[Dataset entries]

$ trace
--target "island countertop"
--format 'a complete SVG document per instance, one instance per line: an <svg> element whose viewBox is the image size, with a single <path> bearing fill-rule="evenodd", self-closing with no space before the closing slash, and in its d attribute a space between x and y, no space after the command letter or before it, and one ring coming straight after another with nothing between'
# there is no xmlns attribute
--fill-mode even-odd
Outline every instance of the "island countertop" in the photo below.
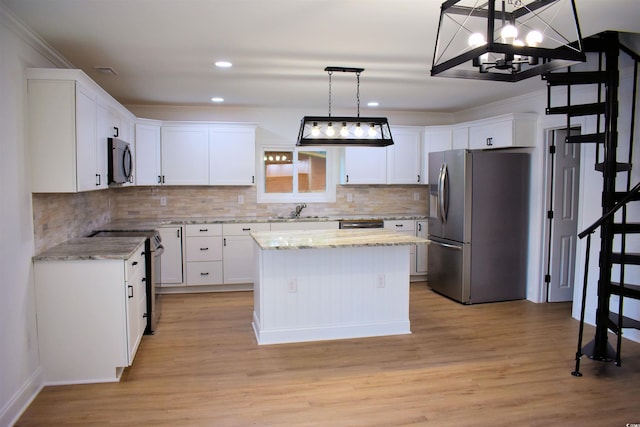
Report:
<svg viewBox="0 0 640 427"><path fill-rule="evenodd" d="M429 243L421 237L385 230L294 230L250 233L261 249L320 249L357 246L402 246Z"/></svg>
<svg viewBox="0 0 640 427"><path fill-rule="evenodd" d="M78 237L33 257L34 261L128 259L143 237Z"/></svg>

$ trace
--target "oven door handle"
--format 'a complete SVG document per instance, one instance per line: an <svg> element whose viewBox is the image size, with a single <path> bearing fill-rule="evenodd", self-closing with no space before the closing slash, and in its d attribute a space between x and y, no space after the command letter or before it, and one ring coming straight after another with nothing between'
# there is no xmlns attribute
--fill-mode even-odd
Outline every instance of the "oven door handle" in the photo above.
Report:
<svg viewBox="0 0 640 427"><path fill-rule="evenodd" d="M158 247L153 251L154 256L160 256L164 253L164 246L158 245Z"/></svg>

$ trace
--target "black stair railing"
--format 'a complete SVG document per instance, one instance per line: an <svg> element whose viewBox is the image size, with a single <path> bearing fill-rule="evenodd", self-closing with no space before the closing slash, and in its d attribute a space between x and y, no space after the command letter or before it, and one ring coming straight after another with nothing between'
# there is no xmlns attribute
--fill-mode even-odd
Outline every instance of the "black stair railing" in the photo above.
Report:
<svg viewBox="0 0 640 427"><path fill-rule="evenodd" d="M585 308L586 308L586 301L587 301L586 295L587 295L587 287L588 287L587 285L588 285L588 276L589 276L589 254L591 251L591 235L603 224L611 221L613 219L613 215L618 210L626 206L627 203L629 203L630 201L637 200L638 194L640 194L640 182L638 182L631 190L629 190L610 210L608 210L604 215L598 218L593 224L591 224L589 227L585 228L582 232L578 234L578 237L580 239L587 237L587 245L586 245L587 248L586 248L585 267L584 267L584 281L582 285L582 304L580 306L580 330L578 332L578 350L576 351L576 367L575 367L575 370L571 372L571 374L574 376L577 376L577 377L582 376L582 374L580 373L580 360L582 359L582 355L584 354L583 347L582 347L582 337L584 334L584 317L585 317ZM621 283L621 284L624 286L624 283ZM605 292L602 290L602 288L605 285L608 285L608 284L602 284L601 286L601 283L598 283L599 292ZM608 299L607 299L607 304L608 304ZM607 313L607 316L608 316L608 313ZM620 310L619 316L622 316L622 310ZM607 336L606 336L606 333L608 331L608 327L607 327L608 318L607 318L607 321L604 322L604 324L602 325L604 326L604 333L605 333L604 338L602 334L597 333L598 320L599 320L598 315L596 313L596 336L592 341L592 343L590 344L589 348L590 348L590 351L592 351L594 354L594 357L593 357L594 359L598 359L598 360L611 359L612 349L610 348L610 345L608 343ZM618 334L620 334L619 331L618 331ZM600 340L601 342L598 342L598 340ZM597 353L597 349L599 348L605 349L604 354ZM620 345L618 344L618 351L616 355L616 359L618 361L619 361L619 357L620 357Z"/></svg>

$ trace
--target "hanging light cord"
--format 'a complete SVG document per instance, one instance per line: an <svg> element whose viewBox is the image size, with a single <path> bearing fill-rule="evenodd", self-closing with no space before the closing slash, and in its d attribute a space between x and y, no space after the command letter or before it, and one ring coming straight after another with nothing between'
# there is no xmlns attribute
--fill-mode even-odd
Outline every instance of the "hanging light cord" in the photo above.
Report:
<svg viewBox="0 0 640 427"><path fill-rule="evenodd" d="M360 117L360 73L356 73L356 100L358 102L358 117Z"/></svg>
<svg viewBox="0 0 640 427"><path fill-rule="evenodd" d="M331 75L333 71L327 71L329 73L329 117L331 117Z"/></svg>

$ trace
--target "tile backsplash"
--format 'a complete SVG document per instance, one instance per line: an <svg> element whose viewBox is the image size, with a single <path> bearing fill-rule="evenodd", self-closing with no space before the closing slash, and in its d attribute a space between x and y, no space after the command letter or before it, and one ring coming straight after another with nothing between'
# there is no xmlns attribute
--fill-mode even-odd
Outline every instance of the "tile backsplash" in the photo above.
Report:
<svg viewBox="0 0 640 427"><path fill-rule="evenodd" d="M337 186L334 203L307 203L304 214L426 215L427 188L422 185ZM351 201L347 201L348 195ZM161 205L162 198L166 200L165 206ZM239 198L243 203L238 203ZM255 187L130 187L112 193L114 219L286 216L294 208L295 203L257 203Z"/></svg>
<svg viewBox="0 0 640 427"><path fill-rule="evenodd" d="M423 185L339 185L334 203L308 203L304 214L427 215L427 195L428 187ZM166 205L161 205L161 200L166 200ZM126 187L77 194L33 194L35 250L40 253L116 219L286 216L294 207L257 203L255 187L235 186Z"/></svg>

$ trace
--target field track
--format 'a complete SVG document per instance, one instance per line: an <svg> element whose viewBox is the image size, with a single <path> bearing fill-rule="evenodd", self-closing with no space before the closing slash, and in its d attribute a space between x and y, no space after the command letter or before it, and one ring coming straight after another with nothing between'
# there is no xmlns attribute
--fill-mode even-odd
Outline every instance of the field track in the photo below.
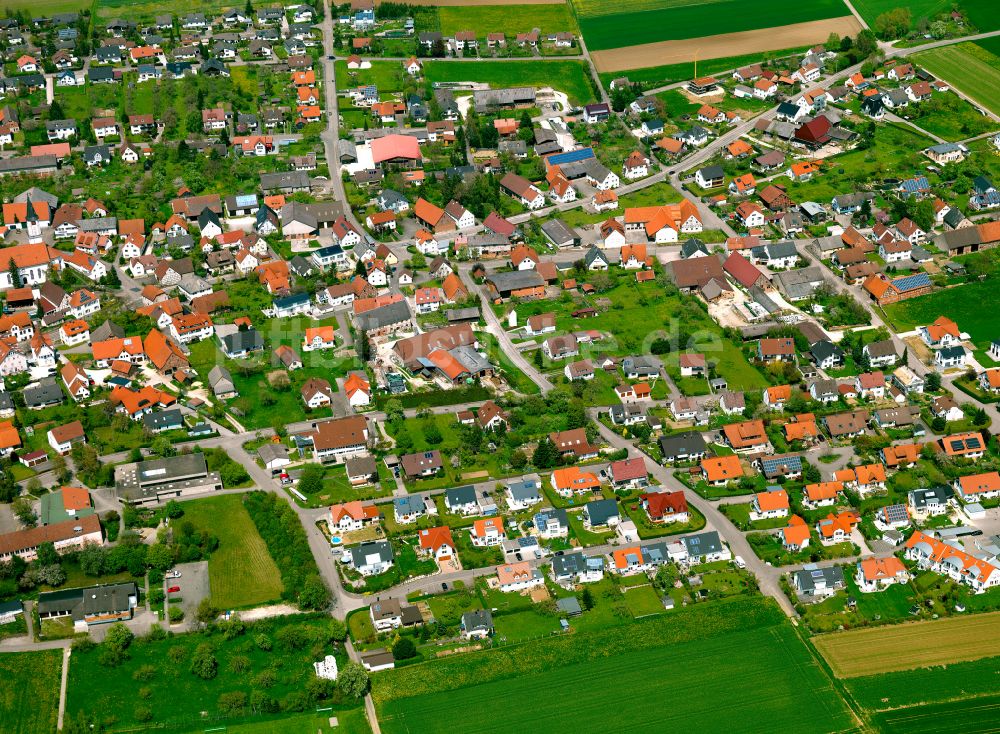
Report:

• [Task item]
Above are the records; reproduce them exactly and leave out the pictures.

• [Response]
$ trace
--target "island countertop"
--format 'a complete SVG document per instance, one instance per line: an <svg> element whose viewBox is the image size, with a single <path> bearing fill-rule="evenodd", self-closing with no space before the closing slash, and in its d attribute a space between x and y, no space after the command letter or before it, and one ring coming straight after another with nothing between'
# there is no xmlns attribute
--fill-mode even-odd
Outline every instance of the "island countertop" in the photo below.
Report:
<svg viewBox="0 0 640 427"><path fill-rule="evenodd" d="M429 243L421 237L385 230L294 230L250 233L261 249L320 249L357 246L402 246Z"/></svg>
<svg viewBox="0 0 640 427"><path fill-rule="evenodd" d="M78 237L33 257L34 261L128 259L143 237Z"/></svg>

$ trace
--target "oven door handle"
--format 'a complete SVG document per instance, one instance per line: an <svg> element whose viewBox is the image size, with a single <path> bearing fill-rule="evenodd", self-closing with no space before the closing slash, and in its d attribute a space between x and y, no space after the command letter or before it, and one ring coming straight after another with nothing between'
# there is no xmlns attribute
--fill-mode even-odd
Outline every instance of the "oven door handle" in the photo above.
Report:
<svg viewBox="0 0 640 427"><path fill-rule="evenodd" d="M158 247L153 251L154 256L160 256L164 253L164 246L158 245Z"/></svg>

$ trace
--target "black stair railing"
--format 'a complete SVG document per instance, one instance per line: an <svg> element whose viewBox is the image size, with a single <path> bearing fill-rule="evenodd", self-closing with no space before the closing slash, and in its d attribute a space between x and y, no space after the command letter or before it, and one ring coming straight after another with nothing between'
# there is no xmlns attribute
--fill-mode even-odd
Outline every instance of the "black stair railing" in the photo above.
Report:
<svg viewBox="0 0 640 427"><path fill-rule="evenodd" d="M585 308L586 308L586 301L587 301L586 295L587 295L587 287L588 287L587 285L588 285L588 276L589 276L589 254L591 251L591 235L603 224L611 221L613 219L613 215L618 210L626 206L627 203L629 203L630 201L637 200L638 194L640 194L640 182L638 182L631 190L629 190L610 210L608 210L604 215L598 218L593 224L591 224L589 227L585 228L582 232L578 234L578 237L580 239L587 237L587 245L586 245L587 248L586 248L585 267L584 267L584 281L582 285L582 304L580 306L580 330L578 332L578 350L576 351L576 367L575 367L575 370L571 372L571 374L574 376L577 376L577 377L582 376L582 374L580 373L580 360L582 359L582 355L584 354L583 347L582 347L582 337L584 334L584 317L585 317ZM621 283L621 284L624 286L624 283ZM605 292L602 290L602 288L605 285L608 285L608 284L602 284L601 286L601 283L598 283L599 292ZM608 299L607 299L607 304L608 304ZM607 313L607 316L608 316L608 313ZM620 310L619 316L622 316L622 310ZM607 336L606 336L606 333L608 331L608 327L607 327L608 318L607 318L607 321L604 322L604 324L602 325L604 326L604 333L605 333L604 338L602 334L597 333L598 320L599 320L598 315L596 313L596 336L592 341L592 343L590 344L589 348L590 348L590 351L592 351L594 354L594 357L593 357L594 359L598 359L598 360L611 359L612 349L610 348L610 345L608 343ZM618 334L620 334L619 331L618 331ZM600 340L601 342L598 342L598 340ZM597 353L597 349L599 348L605 349L604 354ZM620 345L618 344L618 351L616 355L616 359L618 361L619 361L619 357L620 357Z"/></svg>

$ trace
--target "hanging light cord"
--format 'a complete SVG document per instance, one instance per line: an <svg> element whose viewBox is the image size, with a single <path> bearing fill-rule="evenodd", self-closing with no space before the closing slash, and in its d attribute a space between x and y, no space after the command letter or before it, and one ring coming straight after another with nothing between'
# there is no xmlns attribute
--fill-mode even-odd
Outline every instance of the "hanging light cord" in the photo above.
Report:
<svg viewBox="0 0 640 427"><path fill-rule="evenodd" d="M360 117L360 73L356 73L356 100L358 102L358 117Z"/></svg>
<svg viewBox="0 0 640 427"><path fill-rule="evenodd" d="M331 75L333 71L327 71L329 73L329 117L331 117Z"/></svg>

$ trace
--target "tile backsplash"
--format 'a complete SVG document per instance, one instance per line: an <svg> element whose viewBox is the image size, with a single <path> bearing fill-rule="evenodd", self-closing with no space before the closing slash, and in its d attribute a space between x and y, no space after the command letter or before it, and one ring coming straight after another with nothing between'
# there is no xmlns attribute
--fill-mode even-odd
Outline every instance of the "tile backsplash" in the photo above.
Report:
<svg viewBox="0 0 640 427"><path fill-rule="evenodd" d="M337 186L334 203L307 203L304 214L426 215L427 188L422 185ZM351 201L347 201L348 195ZM161 205L162 198L166 200L165 206ZM239 198L243 203L238 203ZM255 187L130 187L112 193L114 219L286 216L294 208L295 203L257 203Z"/></svg>
<svg viewBox="0 0 640 427"><path fill-rule="evenodd" d="M423 185L339 185L334 203L308 203L304 214L427 215L427 195L428 187ZM166 205L161 205L161 200L166 200ZM126 187L77 194L33 194L35 250L40 253L116 219L286 216L294 207L257 203L255 187L235 186Z"/></svg>

$ trace
--target field track
--format 'a complete SVG document per instance, one instance per line: an <svg> element whose viewBox is the image size, with a single <path> bearing fill-rule="evenodd", self-closing with no space before the closing slash, and in its d attribute a space between x and y, no space after the command letter or before it, and one ring coming straight after another with nothing between'
# there is no xmlns attribute
--fill-mode even-odd
Outline every instance of the field track in the photo below.
Report:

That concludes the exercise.